== 本文抜粋 ==
地震の強い揺れに伴い火災が発生するだけでなく、揺れが収まった後も2次的な出火危険があるので注意しましょう。
過去に発生した地震火災の事例から注意ポイントをご紹介します。

2次的出火危険がある箇所

①通電火災

停電が復旧したときに出火危険があります。
代表的な出火するパターンは次の通りです。

  • 落下物などで傷ついたコードが通電と同時にショートして出火

  • スイッチが入ったままの電気ストーブに可燃物が落下していて、通電により加熱され出火

  • 水がこぼれヒーターが露出した熱帯魚の水槽が、通電により空焚き状態となり出火

通電火災を防ぐためには、停電復旧前にブレーカーを落とすとともに、電気器具をコンセントからすべて抜いてしておくのがよいでしょう。
停電が解消されてもすぐにブレーカーを戻すのではなく、室内や外周を点検しましょう。建物の配線系統に異常がないか確認するためです。
津波で浸水した形跡があったり、雨漏りで天井や壁が濡れている場合は、ブレーカーを戻しては危険です。出火危険だけでなく漏電による感電危険もあるからです。
さらに、照明器具やエアコンなどの本来固定されているべき電気器具をチェックしましょう。もし、脱落や位置のずれがあったら電線の引き込み部分が損傷している可能性があるので、専門の業者に点検・修理してもらうまでは、ブレーカーを戻さないようにします。

ブレーカーを戻す際の注意事項

配線系統に異常が認められなくても、損傷している電気器具は、使用はもちろんのことコンセントに接続するのもやめましょう。内部の回路が損傷しているとスイッチのオンオフに関わらず出火してしまう可能性があるからです。

損傷した電気器具はコンセントに差し込まない

焦げたような臭いや異常な音を感じたら直ちにブレーカーを落とし、専門業者に点検を依頼しましょう。

②ロウソクなどの裸火

照明の代わりにロウソクを使用する方がいますが、余震で転倒したり、可燃物が落下したりして出火する危険がありますので、やめましょう。
地震の後は室内が散乱していることが多く、余震が起こらなくてもちょっとしたはずみで可燃物が接触してしまうこともあります。

また、カセットコンロなどで煮炊きをすることもあるでしょう。
使用は短時間にとどめ、周囲に可燃物を置かないことやその場を離れないようにすることが重要です。

カセットコンロ使用時の注意事項

③損傷した煙突

風呂釜やボイラーなどの煙突に異常があると、正常な燃焼が行われず、釜が過熱して出火することがあります。

また、煙突が屋根を貫通する部分は、本来断熱性のある部材が取り付けられ、木材が接触しないようになっていますが、地震の揺れによって断熱部材が脱落して木材が接触してしまうことがあります。
この状態で使用すると煙突の熱で木材が加熱され出火する危険があります。

煙突貫通部からの出火危険

④津波で浸水した車両

海水は導電性があるため、津波で浸水した車両のバッテリーが原因となり出火することがあります。
===
== 資料抜粋 ==
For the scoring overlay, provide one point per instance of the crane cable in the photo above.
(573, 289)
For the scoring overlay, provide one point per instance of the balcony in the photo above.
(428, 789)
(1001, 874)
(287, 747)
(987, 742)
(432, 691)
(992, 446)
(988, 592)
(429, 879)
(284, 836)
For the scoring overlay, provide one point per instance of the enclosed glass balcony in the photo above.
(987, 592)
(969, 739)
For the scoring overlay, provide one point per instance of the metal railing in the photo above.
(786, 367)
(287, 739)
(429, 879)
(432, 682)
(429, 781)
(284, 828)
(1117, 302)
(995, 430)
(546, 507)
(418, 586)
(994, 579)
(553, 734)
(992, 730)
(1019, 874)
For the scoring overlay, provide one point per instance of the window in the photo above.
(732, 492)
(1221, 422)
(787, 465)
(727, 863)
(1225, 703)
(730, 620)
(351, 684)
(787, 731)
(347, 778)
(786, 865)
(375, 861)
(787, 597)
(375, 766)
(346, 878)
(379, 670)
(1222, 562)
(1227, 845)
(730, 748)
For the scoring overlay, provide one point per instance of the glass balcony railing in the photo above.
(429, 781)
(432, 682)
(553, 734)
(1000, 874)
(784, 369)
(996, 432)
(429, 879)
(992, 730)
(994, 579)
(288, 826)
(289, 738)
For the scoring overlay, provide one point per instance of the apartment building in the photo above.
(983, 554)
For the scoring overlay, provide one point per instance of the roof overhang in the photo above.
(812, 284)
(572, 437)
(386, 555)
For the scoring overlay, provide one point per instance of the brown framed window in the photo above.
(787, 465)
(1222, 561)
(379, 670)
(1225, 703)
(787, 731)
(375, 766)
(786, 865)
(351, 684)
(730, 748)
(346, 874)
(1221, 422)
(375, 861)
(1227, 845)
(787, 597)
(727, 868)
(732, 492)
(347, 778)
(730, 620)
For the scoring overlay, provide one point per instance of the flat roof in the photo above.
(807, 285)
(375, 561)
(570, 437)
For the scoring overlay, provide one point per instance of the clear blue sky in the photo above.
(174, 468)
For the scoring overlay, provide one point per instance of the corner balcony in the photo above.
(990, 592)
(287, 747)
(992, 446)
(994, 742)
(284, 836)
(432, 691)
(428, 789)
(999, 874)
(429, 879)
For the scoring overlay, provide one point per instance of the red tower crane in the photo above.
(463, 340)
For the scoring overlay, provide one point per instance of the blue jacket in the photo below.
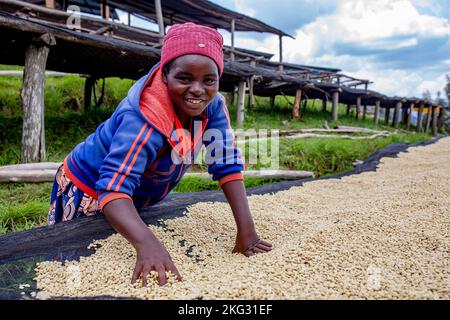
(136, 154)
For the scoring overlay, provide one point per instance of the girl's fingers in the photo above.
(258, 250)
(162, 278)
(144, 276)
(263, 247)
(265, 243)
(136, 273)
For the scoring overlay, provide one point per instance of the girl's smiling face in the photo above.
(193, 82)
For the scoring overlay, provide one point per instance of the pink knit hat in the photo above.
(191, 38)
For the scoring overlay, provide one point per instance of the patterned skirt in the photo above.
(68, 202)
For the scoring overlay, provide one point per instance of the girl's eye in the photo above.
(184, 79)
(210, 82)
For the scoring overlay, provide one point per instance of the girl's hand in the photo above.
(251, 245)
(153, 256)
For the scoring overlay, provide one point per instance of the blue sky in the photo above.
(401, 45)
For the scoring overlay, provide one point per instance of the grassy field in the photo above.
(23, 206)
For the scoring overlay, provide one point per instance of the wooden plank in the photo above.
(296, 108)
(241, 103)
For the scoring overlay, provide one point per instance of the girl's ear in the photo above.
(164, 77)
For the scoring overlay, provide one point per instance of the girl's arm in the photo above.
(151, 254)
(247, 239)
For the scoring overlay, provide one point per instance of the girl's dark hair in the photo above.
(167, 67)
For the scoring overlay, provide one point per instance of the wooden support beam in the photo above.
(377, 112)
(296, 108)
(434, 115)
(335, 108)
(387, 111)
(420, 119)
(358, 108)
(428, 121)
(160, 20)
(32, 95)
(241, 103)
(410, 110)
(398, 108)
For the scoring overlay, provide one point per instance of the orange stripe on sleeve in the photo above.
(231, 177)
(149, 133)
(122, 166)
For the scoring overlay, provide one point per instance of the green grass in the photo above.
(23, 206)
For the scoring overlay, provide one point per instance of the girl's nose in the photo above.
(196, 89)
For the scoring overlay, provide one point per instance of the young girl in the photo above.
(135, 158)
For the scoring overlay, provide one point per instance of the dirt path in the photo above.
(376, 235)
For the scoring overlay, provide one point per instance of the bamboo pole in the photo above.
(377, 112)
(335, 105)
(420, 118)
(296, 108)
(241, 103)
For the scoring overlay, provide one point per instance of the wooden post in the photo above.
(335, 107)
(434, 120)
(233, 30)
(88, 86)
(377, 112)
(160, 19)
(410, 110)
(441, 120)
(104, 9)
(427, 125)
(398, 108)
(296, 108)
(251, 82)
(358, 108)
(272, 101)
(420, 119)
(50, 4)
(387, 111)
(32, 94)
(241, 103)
===
> [課題一覧]:
• 1. 次の(a)〜(c)が地震火災に関する本文の内容と一致するかどうかを判定してください。それぞれ「はい」または「いいえ」で答え、判断の根拠となる本文の語句をそのまま引用してください。
(a) 通電火災を防ぐため、停電が復旧する前にブレーカーを落としておくことが勧められている。
(b) 地震後は、照明の代わりにロウソクを使うことが勧められている。
(c) 海水には導電性がない。
• 2. 地震火災に関する本文によれば、焦げたような臭いや異常な音を感じた場合は、どのように対処すべきですか。
• 3. 地震火災に関する本文から、「代表的な出火するパターンは次の通りです。」と「常がないか確認するためです。」の間を、両端を含めてそのまま抜き出してください。
解答には本文のみを用いてください。

> [解答例]:
• 1.
(a) はい。「停電復旧前にブレーカーを落とす」
(b) いいえ。「照明の代わりにロウソクを使用する方がいますが、余震で転倒したり、可燃物が落下したりして出火する危険がありますので、やめましょう。」
(c) いいえ。「海水は導電性があるため」

• 2. 直ちにブレーカーを落とし、専門業者に点検を依頼します。

• 3.
代表的な出火するパターンは次の通りです。

  • 落下物などで傷ついたコードが通電と同時にショートして出火

  • スイッチが入ったままの電気ストーブに可燃物が落下していて、通電により加熱され出火

  • 水がこぼれヒーターが露出した熱帯魚の水槽が、通電により空焚き状態となり出火

通電火災を防ぐためには、停電復旧前にブレーカーを落とすとともに、電気器具をコンセントからすべて抜いてしておくのがよいでしょう。
停電が解消されてもすぐにブレーカーを戻すのではなく、室内や外周を点検しましょう。建物の配線系統に異常がないか確認するためです。